**EXERCISE PROMPT:** Write out again only the lines between the one with "like (329, 95)." and the end of the records below, both ends counted, and don't include the pictures.

**EXERCISE DATA:**
━━━━

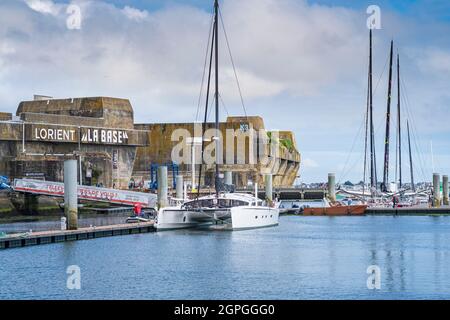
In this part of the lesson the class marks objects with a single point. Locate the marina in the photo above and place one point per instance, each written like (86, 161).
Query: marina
(310, 258)
(179, 174)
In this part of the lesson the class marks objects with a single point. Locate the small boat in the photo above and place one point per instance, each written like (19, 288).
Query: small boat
(336, 210)
(136, 219)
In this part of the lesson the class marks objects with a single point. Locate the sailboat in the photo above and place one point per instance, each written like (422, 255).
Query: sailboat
(232, 211)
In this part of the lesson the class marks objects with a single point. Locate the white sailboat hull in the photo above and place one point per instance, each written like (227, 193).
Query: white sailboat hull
(253, 217)
(236, 218)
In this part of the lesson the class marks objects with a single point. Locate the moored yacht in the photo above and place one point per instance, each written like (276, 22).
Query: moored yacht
(233, 211)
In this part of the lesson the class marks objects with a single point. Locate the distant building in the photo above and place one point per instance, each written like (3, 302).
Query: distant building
(113, 150)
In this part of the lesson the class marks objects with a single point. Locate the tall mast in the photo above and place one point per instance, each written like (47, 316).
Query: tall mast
(399, 123)
(216, 32)
(410, 159)
(373, 174)
(388, 124)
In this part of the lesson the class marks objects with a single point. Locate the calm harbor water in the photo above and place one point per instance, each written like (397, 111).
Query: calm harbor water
(303, 258)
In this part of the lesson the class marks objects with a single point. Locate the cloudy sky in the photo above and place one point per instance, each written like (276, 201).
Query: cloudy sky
(302, 66)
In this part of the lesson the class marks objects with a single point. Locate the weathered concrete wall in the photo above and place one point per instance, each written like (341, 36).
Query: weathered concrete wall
(5, 116)
(159, 151)
(87, 127)
(101, 130)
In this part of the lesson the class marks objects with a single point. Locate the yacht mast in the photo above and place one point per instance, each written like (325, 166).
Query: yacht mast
(410, 159)
(388, 124)
(216, 32)
(373, 170)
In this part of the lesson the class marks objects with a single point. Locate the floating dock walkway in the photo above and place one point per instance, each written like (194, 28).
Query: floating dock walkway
(47, 237)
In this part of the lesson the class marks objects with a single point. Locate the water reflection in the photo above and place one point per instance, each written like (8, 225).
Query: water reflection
(303, 258)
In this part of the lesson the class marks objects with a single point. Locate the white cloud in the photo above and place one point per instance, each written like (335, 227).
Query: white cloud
(43, 6)
(435, 60)
(301, 66)
(135, 14)
(309, 163)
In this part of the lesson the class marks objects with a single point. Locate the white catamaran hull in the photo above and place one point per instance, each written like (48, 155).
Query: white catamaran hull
(237, 218)
(253, 217)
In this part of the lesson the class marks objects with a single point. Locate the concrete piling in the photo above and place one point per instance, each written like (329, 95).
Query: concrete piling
(269, 190)
(179, 183)
(436, 190)
(71, 193)
(332, 187)
(445, 190)
(228, 177)
(162, 187)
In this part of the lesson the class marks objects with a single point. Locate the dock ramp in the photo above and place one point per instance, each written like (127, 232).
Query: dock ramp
(56, 189)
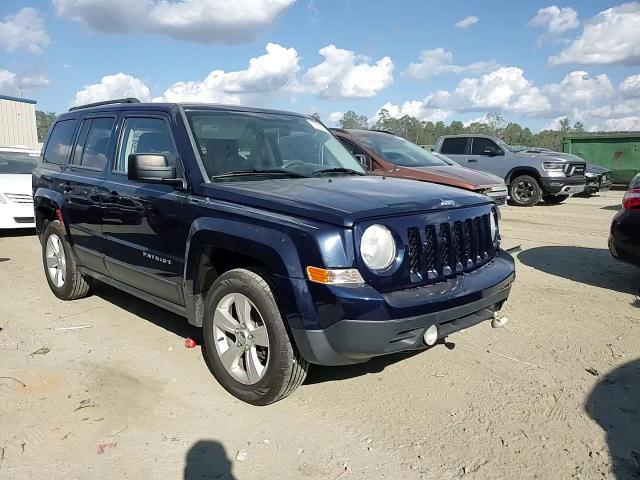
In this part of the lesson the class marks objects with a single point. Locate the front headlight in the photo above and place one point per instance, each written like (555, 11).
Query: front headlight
(495, 231)
(377, 247)
(553, 166)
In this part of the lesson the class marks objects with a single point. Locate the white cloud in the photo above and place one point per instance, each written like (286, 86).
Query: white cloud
(467, 21)
(119, 85)
(23, 31)
(335, 117)
(630, 87)
(266, 74)
(556, 20)
(210, 21)
(10, 83)
(343, 74)
(631, 123)
(417, 109)
(611, 37)
(440, 61)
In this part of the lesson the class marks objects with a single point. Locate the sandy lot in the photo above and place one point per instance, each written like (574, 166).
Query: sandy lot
(123, 398)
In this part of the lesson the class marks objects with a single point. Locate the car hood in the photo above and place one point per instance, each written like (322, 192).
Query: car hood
(15, 183)
(343, 200)
(460, 174)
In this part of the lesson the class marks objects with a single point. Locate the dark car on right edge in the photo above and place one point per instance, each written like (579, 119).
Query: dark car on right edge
(624, 241)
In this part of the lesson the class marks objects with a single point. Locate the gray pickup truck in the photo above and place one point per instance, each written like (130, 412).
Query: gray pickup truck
(531, 177)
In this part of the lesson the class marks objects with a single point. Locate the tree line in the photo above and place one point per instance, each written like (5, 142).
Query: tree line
(426, 133)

━━━━

**RESULT OF THE EXERCISE:**
In this part of the lesson the class marks objects with a single point. Locate the concrete piling in the photo above and place one point per instance, each written like (329, 95).
Query: concrete piling
(269, 190)
(179, 183)
(436, 190)
(71, 193)
(332, 187)
(445, 190)
(228, 177)
(162, 187)
In this part of the lesson the class marks objects with a single point. Locate the dock ramp in the photo above and place one point per instance, each written like (127, 232).
Query: dock ramp
(56, 189)
In this part of the lesson the class marks objects with a single point. Locate the front headlight in the photo above and place one point per instance, each written like (555, 11).
Query: front headlight
(495, 231)
(377, 247)
(553, 166)
In this part of the lesson the class marks objects with a single point. Locate the white cloud in the photo above and place one point per instance, each written like (286, 86).
Query: white cloud
(467, 21)
(119, 85)
(23, 31)
(335, 117)
(630, 87)
(266, 74)
(556, 20)
(210, 21)
(10, 83)
(343, 74)
(631, 123)
(417, 109)
(611, 37)
(440, 61)
In this part of the lesson the class marks objects with a single point. Locate the sandy lot in the photo above and place one point per instance, each written like (574, 166).
Query: sandy lot
(123, 398)
In this part of the lesson the class marks objects with a single point. Locate the car hood in the photo above and place one point per instance, each written like (322, 192).
Query: car hood
(15, 183)
(343, 200)
(460, 174)
In this part of the lesson the class marks objects with a single point. Locate the dark car on right edge in the photo above and place one point per instance, each written like (579, 119).
Query: dark car on right edge
(624, 241)
In this part of the lesson the class marks objects with a single point. Locate the gray pickup truck in the photo above and place one point per instance, each written like (130, 412).
Query: gray pickup truck
(531, 177)
In this part of the lesson the class marks objects with a single point. Locate the tree line in the photo above and place one point per instance, each written like (5, 142).
Query: tree line
(426, 133)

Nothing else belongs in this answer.